Challenge:
The lines to be extracted begin at the line containing "of the virgin" and end at the last line of the data below; copy them exactly and leave out the pictures.

[Pointing dataset records]
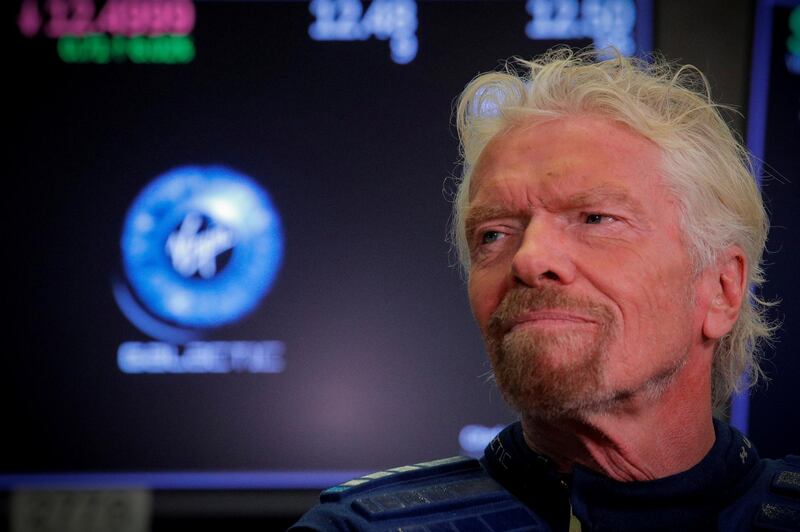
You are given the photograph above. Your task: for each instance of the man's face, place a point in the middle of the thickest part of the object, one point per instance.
(579, 279)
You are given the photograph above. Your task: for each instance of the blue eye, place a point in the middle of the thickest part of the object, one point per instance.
(490, 236)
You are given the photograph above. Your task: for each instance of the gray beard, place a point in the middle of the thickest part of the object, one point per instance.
(558, 375)
(548, 374)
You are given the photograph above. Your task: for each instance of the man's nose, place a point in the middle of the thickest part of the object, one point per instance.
(543, 256)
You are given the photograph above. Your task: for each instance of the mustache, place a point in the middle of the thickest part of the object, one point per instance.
(522, 300)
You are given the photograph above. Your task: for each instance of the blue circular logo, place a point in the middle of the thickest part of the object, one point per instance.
(201, 246)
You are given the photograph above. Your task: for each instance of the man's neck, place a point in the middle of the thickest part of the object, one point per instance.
(642, 437)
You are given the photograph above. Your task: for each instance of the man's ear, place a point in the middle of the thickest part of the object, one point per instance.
(728, 290)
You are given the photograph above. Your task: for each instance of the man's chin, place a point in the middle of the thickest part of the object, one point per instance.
(548, 377)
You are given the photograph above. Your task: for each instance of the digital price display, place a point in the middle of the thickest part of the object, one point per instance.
(141, 31)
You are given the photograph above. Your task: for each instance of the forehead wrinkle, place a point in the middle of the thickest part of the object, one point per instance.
(603, 194)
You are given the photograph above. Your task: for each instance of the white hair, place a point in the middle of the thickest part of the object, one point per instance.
(705, 166)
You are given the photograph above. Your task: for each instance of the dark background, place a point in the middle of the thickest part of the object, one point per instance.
(384, 364)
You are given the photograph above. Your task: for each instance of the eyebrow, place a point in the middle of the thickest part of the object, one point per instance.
(602, 194)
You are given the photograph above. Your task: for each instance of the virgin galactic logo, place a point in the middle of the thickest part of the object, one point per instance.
(200, 248)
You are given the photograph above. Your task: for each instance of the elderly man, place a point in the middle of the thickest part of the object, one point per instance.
(612, 232)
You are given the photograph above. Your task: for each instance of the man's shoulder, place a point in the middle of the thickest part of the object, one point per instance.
(453, 493)
(772, 497)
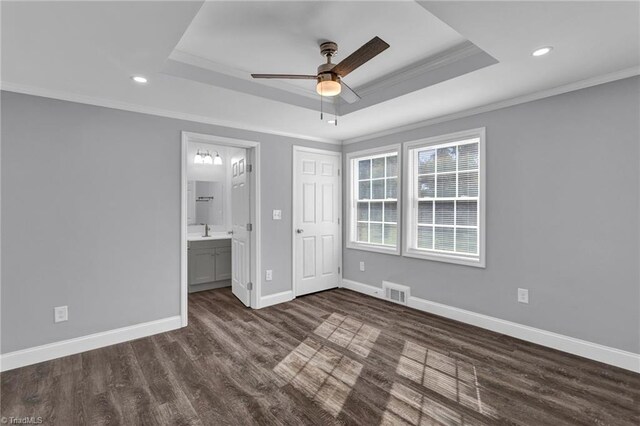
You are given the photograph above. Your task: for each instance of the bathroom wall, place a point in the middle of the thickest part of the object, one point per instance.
(212, 173)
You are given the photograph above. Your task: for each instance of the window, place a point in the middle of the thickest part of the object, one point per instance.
(374, 216)
(445, 192)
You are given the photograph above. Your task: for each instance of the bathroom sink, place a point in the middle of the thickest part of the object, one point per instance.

Task response:
You are given the photograph above. Your task: for each instance of the virgin galactic logo, place a point in the middle of the thickest part of the object, one point per instance.
(200, 248)
You are given the photograph above. Your task: for each instance of the elderly man, place a point in the middle of the thickest part of the object, one point per instance.
(612, 232)
You are given the photograph above. Your task: for each instance of the man's shoulder, place a point in the middle of the thickest part of the object, one point per instance.
(453, 493)
(772, 497)
You are given the photograph above. Your task: for each instance of the bathroom wall, place a point in the middle of the thickest part of the object, one point per instance.
(212, 173)
You are given the photograph above. Your task: for each instance of the window, place a point in the middle of the thickest part of the object, one point per instance.
(374, 216)
(445, 192)
You are given the photograph above. Your task: for each instance of the bathroom sink, place a point in the middle of the thickest part of the object, one point per instance.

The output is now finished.